**Task to carry out**
Below are records; reproduce exactly the lines from the one containing "fur collar in" through the end, both included, and only those.
* * *
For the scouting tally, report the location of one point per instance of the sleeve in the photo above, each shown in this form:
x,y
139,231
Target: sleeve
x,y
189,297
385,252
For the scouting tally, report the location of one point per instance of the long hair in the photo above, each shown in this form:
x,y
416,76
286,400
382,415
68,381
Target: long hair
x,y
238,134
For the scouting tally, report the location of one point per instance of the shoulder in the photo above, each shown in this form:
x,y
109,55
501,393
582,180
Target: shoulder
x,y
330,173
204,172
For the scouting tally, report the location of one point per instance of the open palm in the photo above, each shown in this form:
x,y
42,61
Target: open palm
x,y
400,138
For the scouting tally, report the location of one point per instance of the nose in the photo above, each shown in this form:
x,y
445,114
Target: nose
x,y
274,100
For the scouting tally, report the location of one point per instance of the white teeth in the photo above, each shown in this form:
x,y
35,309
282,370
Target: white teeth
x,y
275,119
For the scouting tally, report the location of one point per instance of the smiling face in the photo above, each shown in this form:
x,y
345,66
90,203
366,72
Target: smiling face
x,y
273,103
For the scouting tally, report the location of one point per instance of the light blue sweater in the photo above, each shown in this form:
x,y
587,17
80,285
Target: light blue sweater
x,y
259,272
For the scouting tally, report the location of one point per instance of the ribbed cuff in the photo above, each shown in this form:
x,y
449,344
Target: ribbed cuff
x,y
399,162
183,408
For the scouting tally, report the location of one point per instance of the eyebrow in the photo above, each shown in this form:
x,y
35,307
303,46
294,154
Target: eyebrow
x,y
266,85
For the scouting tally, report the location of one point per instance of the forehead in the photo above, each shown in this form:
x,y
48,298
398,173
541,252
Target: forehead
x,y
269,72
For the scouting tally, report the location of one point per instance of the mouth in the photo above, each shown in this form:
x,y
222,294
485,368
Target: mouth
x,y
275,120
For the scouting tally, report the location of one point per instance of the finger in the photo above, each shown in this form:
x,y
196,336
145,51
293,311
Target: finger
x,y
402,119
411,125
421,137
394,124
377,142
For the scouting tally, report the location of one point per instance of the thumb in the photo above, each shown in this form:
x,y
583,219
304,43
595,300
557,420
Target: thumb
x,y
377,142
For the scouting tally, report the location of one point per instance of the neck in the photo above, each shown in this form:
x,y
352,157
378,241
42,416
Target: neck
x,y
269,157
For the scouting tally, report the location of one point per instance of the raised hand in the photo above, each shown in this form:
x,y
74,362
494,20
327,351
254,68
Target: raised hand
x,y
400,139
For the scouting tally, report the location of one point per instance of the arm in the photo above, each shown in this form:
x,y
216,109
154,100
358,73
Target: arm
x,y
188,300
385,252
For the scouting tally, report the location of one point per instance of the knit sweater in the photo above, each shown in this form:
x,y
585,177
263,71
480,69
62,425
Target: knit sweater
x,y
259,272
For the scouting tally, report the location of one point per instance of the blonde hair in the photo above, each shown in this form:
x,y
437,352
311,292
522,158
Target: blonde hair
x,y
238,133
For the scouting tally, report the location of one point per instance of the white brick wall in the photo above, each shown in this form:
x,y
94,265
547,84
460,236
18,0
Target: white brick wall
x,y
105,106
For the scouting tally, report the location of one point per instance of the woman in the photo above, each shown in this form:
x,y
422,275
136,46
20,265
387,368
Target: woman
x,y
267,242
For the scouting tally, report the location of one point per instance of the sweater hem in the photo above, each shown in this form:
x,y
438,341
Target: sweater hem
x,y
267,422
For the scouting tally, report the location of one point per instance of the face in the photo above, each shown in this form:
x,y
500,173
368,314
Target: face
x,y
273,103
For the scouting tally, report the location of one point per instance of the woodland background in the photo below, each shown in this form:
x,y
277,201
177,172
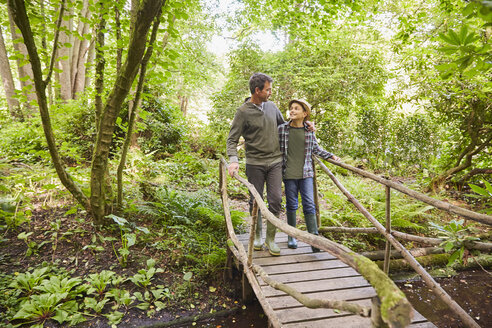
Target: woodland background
x,y
113,115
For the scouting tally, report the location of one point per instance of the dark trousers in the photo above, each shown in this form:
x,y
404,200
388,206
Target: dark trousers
x,y
258,175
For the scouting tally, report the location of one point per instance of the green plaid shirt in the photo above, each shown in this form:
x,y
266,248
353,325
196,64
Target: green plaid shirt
x,y
311,147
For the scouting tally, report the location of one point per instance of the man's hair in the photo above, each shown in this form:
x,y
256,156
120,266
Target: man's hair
x,y
258,80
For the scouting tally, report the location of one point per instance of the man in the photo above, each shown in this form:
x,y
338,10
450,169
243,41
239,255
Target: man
x,y
257,121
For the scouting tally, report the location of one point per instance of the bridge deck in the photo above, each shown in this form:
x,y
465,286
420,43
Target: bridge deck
x,y
318,275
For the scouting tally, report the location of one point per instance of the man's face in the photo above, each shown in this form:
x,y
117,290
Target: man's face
x,y
264,94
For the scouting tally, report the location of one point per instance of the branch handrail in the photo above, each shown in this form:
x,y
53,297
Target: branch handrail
x,y
395,308
479,217
427,278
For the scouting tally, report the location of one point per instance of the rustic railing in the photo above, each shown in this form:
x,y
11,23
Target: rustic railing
x,y
389,235
391,306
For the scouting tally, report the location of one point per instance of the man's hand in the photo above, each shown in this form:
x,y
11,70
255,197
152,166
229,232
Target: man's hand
x,y
233,168
311,126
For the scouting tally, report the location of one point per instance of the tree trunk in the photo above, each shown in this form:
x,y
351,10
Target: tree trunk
x,y
19,15
8,80
90,63
136,104
468,156
119,50
24,69
99,72
144,18
80,52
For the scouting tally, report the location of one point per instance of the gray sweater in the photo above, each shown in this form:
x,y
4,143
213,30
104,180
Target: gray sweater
x,y
259,130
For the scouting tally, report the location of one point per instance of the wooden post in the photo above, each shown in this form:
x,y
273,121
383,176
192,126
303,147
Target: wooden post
x,y
376,320
316,198
228,267
388,230
248,294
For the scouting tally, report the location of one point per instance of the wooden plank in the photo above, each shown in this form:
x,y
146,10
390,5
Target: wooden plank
x,y
312,275
319,286
319,275
296,267
350,321
426,324
286,301
295,258
302,314
284,251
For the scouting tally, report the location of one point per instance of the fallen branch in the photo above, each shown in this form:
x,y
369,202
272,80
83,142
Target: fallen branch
x,y
481,246
416,252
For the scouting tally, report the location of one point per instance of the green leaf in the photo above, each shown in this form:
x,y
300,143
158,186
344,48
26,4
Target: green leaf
x,y
449,50
480,190
143,305
119,220
454,37
159,305
23,235
463,33
448,39
188,275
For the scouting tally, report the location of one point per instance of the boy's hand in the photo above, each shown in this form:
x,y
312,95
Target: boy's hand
x,y
233,168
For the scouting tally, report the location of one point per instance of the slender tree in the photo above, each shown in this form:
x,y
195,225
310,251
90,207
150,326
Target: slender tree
x,y
8,80
147,11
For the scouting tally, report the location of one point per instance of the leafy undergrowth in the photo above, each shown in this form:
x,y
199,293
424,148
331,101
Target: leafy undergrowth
x,y
58,270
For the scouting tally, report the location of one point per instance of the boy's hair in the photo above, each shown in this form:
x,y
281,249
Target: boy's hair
x,y
258,80
304,104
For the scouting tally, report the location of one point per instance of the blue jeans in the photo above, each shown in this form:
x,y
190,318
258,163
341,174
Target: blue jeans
x,y
292,189
271,175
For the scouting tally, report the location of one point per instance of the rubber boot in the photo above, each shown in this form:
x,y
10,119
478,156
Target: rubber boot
x,y
270,240
291,220
312,226
257,245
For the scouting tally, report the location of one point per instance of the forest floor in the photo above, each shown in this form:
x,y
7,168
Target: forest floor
x,y
68,246
67,251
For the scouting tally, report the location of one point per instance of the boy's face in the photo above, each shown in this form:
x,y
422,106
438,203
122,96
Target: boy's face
x,y
296,112
264,94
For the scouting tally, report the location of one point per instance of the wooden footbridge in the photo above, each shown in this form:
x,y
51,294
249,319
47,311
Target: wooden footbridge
x,y
336,287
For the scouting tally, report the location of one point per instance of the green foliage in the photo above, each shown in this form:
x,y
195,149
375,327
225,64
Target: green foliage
x,y
128,239
49,293
406,213
194,227
164,129
455,234
144,276
484,194
23,141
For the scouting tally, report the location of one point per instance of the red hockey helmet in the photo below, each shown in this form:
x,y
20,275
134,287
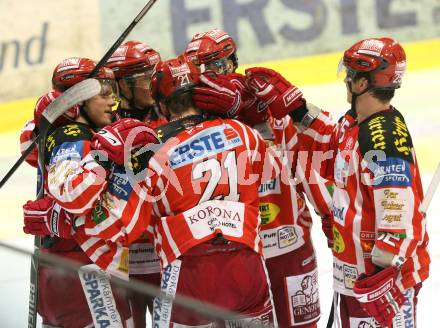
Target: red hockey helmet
x,y
382,58
131,58
73,70
44,101
211,46
173,77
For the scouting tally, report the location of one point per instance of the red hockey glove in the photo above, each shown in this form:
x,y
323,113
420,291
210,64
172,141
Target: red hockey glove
x,y
218,95
44,217
273,89
379,295
127,134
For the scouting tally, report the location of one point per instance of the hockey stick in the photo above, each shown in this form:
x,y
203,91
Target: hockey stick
x,y
76,94
102,62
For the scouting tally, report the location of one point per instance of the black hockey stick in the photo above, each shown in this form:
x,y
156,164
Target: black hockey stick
x,y
95,70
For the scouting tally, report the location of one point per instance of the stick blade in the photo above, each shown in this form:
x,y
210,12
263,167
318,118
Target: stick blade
x,y
74,95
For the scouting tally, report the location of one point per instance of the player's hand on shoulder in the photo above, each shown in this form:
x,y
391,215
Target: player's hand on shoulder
x,y
119,138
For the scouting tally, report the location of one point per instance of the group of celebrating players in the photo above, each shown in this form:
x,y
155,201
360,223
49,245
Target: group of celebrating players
x,y
198,181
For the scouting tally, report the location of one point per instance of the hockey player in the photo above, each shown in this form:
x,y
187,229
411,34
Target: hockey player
x,y
133,63
203,187
286,221
65,147
380,239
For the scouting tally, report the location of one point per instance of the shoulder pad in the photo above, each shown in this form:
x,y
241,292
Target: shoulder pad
x,y
386,131
68,133
172,129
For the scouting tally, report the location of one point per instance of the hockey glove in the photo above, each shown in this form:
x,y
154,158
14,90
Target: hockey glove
x,y
125,134
45,217
379,295
280,95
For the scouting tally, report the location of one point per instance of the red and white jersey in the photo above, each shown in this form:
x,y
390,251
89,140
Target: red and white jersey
x,y
285,218
376,197
74,179
202,182
26,139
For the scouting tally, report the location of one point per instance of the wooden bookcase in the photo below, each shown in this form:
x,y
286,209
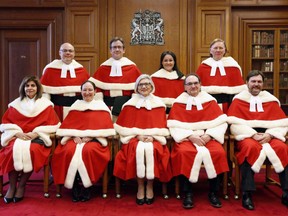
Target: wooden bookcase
x,y
269,53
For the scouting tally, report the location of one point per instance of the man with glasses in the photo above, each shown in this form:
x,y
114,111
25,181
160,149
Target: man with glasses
x,y
62,78
197,125
259,126
116,77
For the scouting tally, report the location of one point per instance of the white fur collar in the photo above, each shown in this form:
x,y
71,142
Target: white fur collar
x,y
264,95
202,96
81,105
227,62
22,106
154,101
57,63
162,73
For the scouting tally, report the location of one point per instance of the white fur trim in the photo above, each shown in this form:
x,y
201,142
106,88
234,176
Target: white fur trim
x,y
267,151
197,125
9,132
21,106
112,86
218,132
140,166
21,156
149,155
224,89
58,63
125,131
162,73
77,164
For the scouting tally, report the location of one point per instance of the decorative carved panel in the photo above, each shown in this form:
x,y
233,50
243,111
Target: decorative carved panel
x,y
82,27
88,61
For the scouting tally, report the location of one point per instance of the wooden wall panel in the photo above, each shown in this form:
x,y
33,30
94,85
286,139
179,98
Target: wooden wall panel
x,y
81,27
88,61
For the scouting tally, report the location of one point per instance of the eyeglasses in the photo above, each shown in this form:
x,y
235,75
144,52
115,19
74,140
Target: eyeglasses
* * *
**Answer to the task**
For the scouting tally, report the location of one point per instance of the white fur collar in the photo above, each shown in this form:
x,y
71,142
Target: white fur collar
x,y
264,95
202,96
81,105
227,62
22,106
154,101
57,63
162,73
For the scouting tally, report the location of one point per instance of the white fur trim in the photo above, each shown in this form:
x,y
201,142
106,88
234,176
Target: white fur trim
x,y
267,151
197,125
9,132
21,106
112,86
218,132
140,166
21,156
149,155
224,89
58,63
125,131
162,73
77,164
For the scouting tally, report the location of one point per instance of the decorative carved panel in the photo above, each shown in this form:
x,y
233,50
243,111
Target: decorative carved panel
x,y
82,27
88,61
For the scouting tally, report the location of one point per instance of the wooden wall panel in the photo above, each shown in this form:
x,y
33,30
94,85
286,139
179,98
Target: wooden wall panel
x,y
81,27
88,61
For the scouting tally, report the location of one point per instance of the eyeglasses in the photo above, each shown in this form:
x,y
235,75
144,52
115,19
74,140
Target: eyeglasses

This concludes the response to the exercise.